- [Task to complete]:
Extend the passage on SHERPA, the SHAP-based approach to ERP analysis, beginning immediately after its final sentence.

Synthetic Cognition


SHAP Value-based ERP Analysis: SHERPA
Increasing the sensitivity of EEG signals with explainable AI methods
When analyzing EEG data, there are essentially two broad approaches. In traditional ERP research, components are defined a priori by specifying time windows and electrode locations, followed by statistical comparisons between conditions. Because these components are defined in advance, their functional interpretation is often well established—for example, decades of research link the face-sensitive N170 to early stages of face processing. This expert-driven approach is powerful, but inherently constrained: it assumes prior knowledge of what, where, and when meaningful effects should occur, and therefore works best for well-established paradigms.
When the goal is to explore novel effects, at unexpected time points, electrode locations, or within new paradigms, researchers typically rely on data-driven methods such as cluster-based permutation tests. These methods perform many statistical comparisons while controlling the false-positive rate and are highly effective at detecting reliable differences between conditions. However, their output is primarily statistical, and linking significant clusters back to specific neural processes is often indirect and ambiguous.
SHERPA addresses this limitation. By combining EEG decoding with explainable machine-learning methods, SHERPA identifies which spatiotemporal parts of the EEG signal are most informative for distinguishing experimental conditions. Instead of only indicating that conditions differ, SHERPA reveals where and when information is used by the model. This provides a principled, data-driven way to relate condition differences to underlying spatiotemporal neural dynamics, complementing traditional hypothesis-driven and statistical approaches.
SHERPA trains a temporal convolutional neural network on single-trial, preprocessed EEG epochs to classify experimental conditions directly from the time-domain signal. SHapley Additive exPlanations (SHAP), implemented via a gradient-based explainer, is applied post hoc to the trained model to compute feature-wise relevance for each electrode at each time point. Aggregated SHAP values yield spatiotemporal importance maps that quantify which ERP components contribute most to condition discrimination, without relying on predefined components or cluster-based inference.
The SHERPA framework is named metaphorically after Sherpa guides, in appreciation of their skill in navigating complex terrain, a parallel to traversing the structured peaks and troughs of ERP signals.

- [Data section]:
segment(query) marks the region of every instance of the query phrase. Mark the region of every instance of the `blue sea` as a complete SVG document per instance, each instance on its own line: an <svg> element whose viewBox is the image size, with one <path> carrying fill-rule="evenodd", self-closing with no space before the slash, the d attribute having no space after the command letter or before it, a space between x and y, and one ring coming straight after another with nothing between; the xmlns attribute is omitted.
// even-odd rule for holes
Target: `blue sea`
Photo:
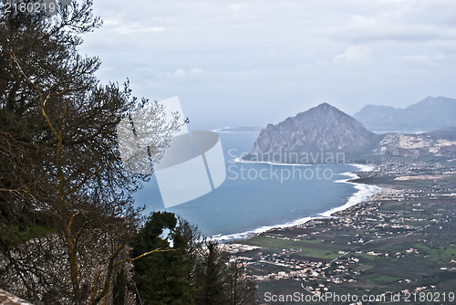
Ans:
<svg viewBox="0 0 456 305"><path fill-rule="evenodd" d="M378 187L347 182L364 165L311 165L240 163L252 151L259 132L219 132L226 164L226 180L214 191L185 204L164 208L154 176L134 195L145 215L169 211L198 226L206 237L220 241L245 238L272 229L327 217L365 200Z"/></svg>

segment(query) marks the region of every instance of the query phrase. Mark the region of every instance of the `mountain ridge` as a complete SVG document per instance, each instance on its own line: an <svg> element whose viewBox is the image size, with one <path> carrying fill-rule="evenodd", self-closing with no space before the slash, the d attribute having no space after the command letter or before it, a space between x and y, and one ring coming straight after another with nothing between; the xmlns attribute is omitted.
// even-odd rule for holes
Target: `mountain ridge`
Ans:
<svg viewBox="0 0 456 305"><path fill-rule="evenodd" d="M405 109L366 105L353 116L369 131L431 131L456 126L456 100L427 97Z"/></svg>
<svg viewBox="0 0 456 305"><path fill-rule="evenodd" d="M372 155L456 155L454 132L456 128L418 135L376 134L355 118L322 103L275 125L268 124L254 143L252 152L243 159L312 163L345 163L346 158L359 160ZM339 153L344 160L338 159Z"/></svg>

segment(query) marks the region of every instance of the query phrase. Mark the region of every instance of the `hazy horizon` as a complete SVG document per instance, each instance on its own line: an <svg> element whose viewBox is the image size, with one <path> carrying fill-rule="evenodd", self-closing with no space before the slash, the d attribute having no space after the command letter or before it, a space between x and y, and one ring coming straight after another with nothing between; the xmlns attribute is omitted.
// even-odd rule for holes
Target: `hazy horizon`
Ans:
<svg viewBox="0 0 456 305"><path fill-rule="evenodd" d="M103 82L179 96L193 126L265 126L322 102L353 115L456 97L451 0L98 0L81 51ZM192 128L192 126L191 126Z"/></svg>

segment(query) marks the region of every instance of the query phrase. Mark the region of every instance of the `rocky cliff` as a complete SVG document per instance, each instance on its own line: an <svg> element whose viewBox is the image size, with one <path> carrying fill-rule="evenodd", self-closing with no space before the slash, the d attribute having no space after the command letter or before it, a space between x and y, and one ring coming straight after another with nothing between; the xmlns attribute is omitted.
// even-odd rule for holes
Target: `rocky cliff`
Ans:
<svg viewBox="0 0 456 305"><path fill-rule="evenodd" d="M277 125L269 124L260 132L247 160L257 155L279 155L275 162L299 162L296 155L312 154L321 162L321 154L346 153L348 156L370 153L381 137L368 131L349 115L327 103L287 118ZM317 154L320 154L317 156ZM286 160L286 156L295 160Z"/></svg>

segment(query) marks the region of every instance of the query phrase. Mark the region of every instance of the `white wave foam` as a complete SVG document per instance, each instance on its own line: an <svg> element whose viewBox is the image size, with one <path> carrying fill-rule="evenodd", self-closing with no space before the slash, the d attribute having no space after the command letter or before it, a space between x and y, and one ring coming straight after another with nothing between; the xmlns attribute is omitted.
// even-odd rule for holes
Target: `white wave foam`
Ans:
<svg viewBox="0 0 456 305"><path fill-rule="evenodd" d="M235 161L238 162L237 159ZM243 163L243 161L241 161L241 163ZM273 163L273 164L276 165L276 163ZM285 165L293 165L293 164L285 164ZM305 164L305 165L308 165L308 164ZM365 171L370 171L373 169L373 167L370 165L363 165L363 164L353 164L353 165L357 166L358 168L363 168ZM280 229L280 228L292 227L292 226L304 225L306 222L313 220L313 219L335 218L335 216L333 216L334 213L340 212L340 211L343 211L345 209L347 209L348 207L358 205L358 204L366 201L369 196L381 191L381 188L379 186L377 186L377 185L363 184L349 182L349 180L358 177L358 174L356 174L355 173L347 172L347 173L343 173L342 174L347 176L347 179L337 180L337 181L335 181L335 183L344 183L344 184L352 184L355 187L355 189L357 190L357 192L355 192L355 194L353 194L348 198L347 203L341 206L337 206L337 207L332 208L328 211L323 212L323 213L319 214L318 216L316 216L316 217L307 216L307 217L300 218L300 219L294 220L291 222L287 222L285 224L275 225L275 226L261 226L261 227L258 227L258 228L255 228L253 230L249 230L249 231L245 231L245 232L242 232L242 233L227 234L227 235L219 234L219 235L215 235L215 236L211 237L211 238L216 239L220 242L228 242L228 241L232 241L232 240L235 240L235 239L245 239L245 238L251 237L253 236L258 235L260 233L264 233L264 232L270 231L273 229Z"/></svg>
<svg viewBox="0 0 456 305"><path fill-rule="evenodd" d="M304 217L304 218L300 218L297 220L287 222L286 224L260 226L260 227L257 227L255 229L242 232L242 233L234 233L234 234L227 234L227 235L218 234L218 235L212 236L211 238L218 240L218 241L226 241L226 242L231 241L231 240L235 240L235 239L244 239L247 237L251 237L254 235L266 232L266 231L303 225L303 224L306 224L307 221L312 220L312 219L316 219L316 218L320 218L320 217Z"/></svg>

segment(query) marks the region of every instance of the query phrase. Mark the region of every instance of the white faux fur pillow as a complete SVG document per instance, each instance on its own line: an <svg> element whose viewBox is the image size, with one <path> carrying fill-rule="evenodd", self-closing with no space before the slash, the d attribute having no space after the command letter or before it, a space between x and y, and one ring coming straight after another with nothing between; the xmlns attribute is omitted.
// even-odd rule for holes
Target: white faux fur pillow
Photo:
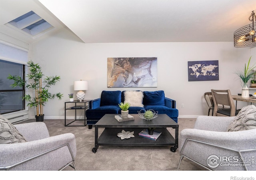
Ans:
<svg viewBox="0 0 256 180"><path fill-rule="evenodd" d="M142 104L143 100L143 92L142 91L127 91L124 92L124 103L128 102L131 104L131 107L141 107L144 105Z"/></svg>

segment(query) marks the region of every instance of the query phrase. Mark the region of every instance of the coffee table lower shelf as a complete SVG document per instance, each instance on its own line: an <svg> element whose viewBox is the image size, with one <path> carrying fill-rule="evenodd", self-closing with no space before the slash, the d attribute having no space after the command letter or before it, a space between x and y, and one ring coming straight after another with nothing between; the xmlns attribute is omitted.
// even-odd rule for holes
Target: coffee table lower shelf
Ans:
<svg viewBox="0 0 256 180"><path fill-rule="evenodd" d="M178 139L175 140L165 128L156 128L154 130L162 132L156 140L139 136L138 134L145 128L106 128L100 137L95 137L95 146L92 149L96 153L99 146L173 146L170 150L175 152L178 148ZM134 138L121 140L117 136L122 130L134 131Z"/></svg>

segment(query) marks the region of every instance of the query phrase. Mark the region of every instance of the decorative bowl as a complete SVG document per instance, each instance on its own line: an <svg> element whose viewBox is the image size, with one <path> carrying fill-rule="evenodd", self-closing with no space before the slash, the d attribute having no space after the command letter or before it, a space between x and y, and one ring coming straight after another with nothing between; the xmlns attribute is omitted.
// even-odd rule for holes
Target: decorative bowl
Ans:
<svg viewBox="0 0 256 180"><path fill-rule="evenodd" d="M144 109L142 109L140 110L140 111L138 112L138 115L139 117L142 119L145 119L147 120L152 120L153 119L156 118L158 116L157 114L158 113L158 111L154 111L152 109L150 109L150 111L153 112L153 117L152 118L148 118L147 117L145 117L144 116L145 114L145 112L146 112L146 110Z"/></svg>

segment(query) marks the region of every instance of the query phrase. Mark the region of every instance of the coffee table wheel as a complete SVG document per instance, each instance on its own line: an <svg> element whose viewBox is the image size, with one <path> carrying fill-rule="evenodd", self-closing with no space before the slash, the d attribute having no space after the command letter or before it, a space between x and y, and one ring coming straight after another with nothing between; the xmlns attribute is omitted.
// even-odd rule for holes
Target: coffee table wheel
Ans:
<svg viewBox="0 0 256 180"><path fill-rule="evenodd" d="M176 149L177 149L177 148L175 148L174 147L172 147L171 148L171 149L170 150L172 151L172 152L176 152Z"/></svg>
<svg viewBox="0 0 256 180"><path fill-rule="evenodd" d="M96 153L96 152L97 152L97 148L93 148L92 149L92 152L94 152L94 153Z"/></svg>

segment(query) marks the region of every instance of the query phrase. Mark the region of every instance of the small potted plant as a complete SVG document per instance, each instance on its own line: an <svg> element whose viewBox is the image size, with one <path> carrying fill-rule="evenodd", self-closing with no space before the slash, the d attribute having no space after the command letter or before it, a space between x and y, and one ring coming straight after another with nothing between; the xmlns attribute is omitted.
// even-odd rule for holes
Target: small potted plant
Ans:
<svg viewBox="0 0 256 180"><path fill-rule="evenodd" d="M251 87L256 88L256 77L255 77L255 75L256 75L256 71L255 70L253 70L253 71L254 72L254 73L253 75L252 79L251 80Z"/></svg>
<svg viewBox="0 0 256 180"><path fill-rule="evenodd" d="M69 97L69 101L73 102L74 101L74 94L73 93L69 94L68 97Z"/></svg>
<svg viewBox="0 0 256 180"><path fill-rule="evenodd" d="M118 106L122 110L121 110L121 116L122 116L122 117L126 118L128 117L128 114L129 114L128 108L130 108L130 104L128 102L126 102L125 103L121 102L118 104Z"/></svg>
<svg viewBox="0 0 256 180"><path fill-rule="evenodd" d="M249 98L249 88L247 86L247 83L251 79L253 78L255 74L254 69L256 68L255 64L252 67L249 67L251 58L250 58L248 63L246 66L244 65L244 68L242 70L237 71L236 74L240 78L242 81L241 85L242 86L242 97Z"/></svg>

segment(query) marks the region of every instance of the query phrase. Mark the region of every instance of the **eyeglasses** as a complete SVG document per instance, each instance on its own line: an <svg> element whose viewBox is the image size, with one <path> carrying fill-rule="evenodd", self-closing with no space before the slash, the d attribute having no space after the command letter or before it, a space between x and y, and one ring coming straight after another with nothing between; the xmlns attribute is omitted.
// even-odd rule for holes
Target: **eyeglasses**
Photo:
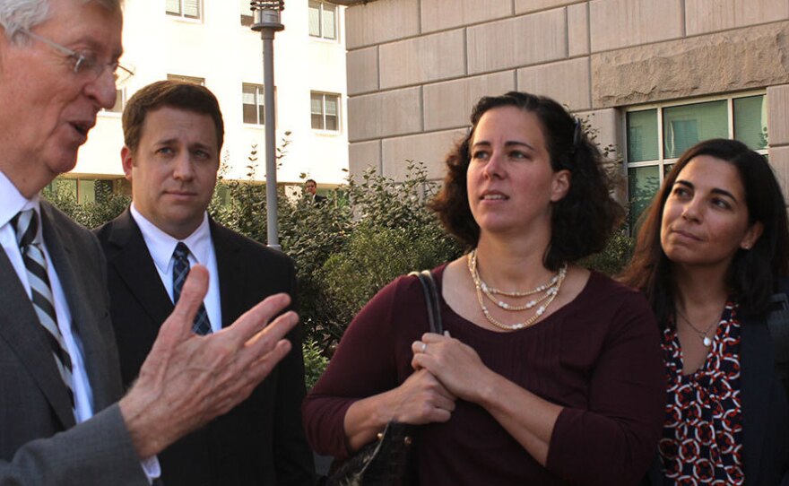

- [Exercise response]:
A current PhD project further develops this approach, SHERPA II is under review.
Training and Researching Large Language Models
A dedicated part of the new PSY3230 course, and consequently of the research at SynCoRe, focuses on large language models (LLMs) as experimental objects rather than as tools. The LLMs we typically encounter are, by design, more or less safe to use. They are constrained systems. They do not openly inflict harm on users, and they do not assist in building biological weapons or committing murder. Yet they might still help with getting rid of a 75 kg chicken in a way the police cannot trace. The danger is not added later; it is inherent to the machine. What we usually see are polished, constrained versions prepared for deployment and sale, not the system in its raw form.
In a new research project that is integrated into the course, we train and modify LLMs locally to study how behavior emerges from data, optimization objectives, and architectural constraints. The models are treated as synthetic cognitive systems whose outputs can be systematically shaped, destabilized, probed, and analyzed under controlled conditions.
The emphasis is not on performance or application, but on psychological explanation. By fine-tuning models using methods such as parameter-efficient adaptation, students observe how small changes in training history can produce large, interpretable shifts in behavior. This makes it directly observable that properties often attributed to intelligence, values, or intentions are not intrinsic qualities of the system, but fragile products of training regimes and imposed constraints.
For the students, the explicit aim is to create an “evil” LLM in order to deliberately remove these constraints and expose the system’s unconstrained behavioral space and recognize the potential of LLMs. In the accompanying research project, we describe and analyze the (resulting) behavior in terms of psychological concepts, with the goal of constructing a coherent account of the mental architecture of a machine mind.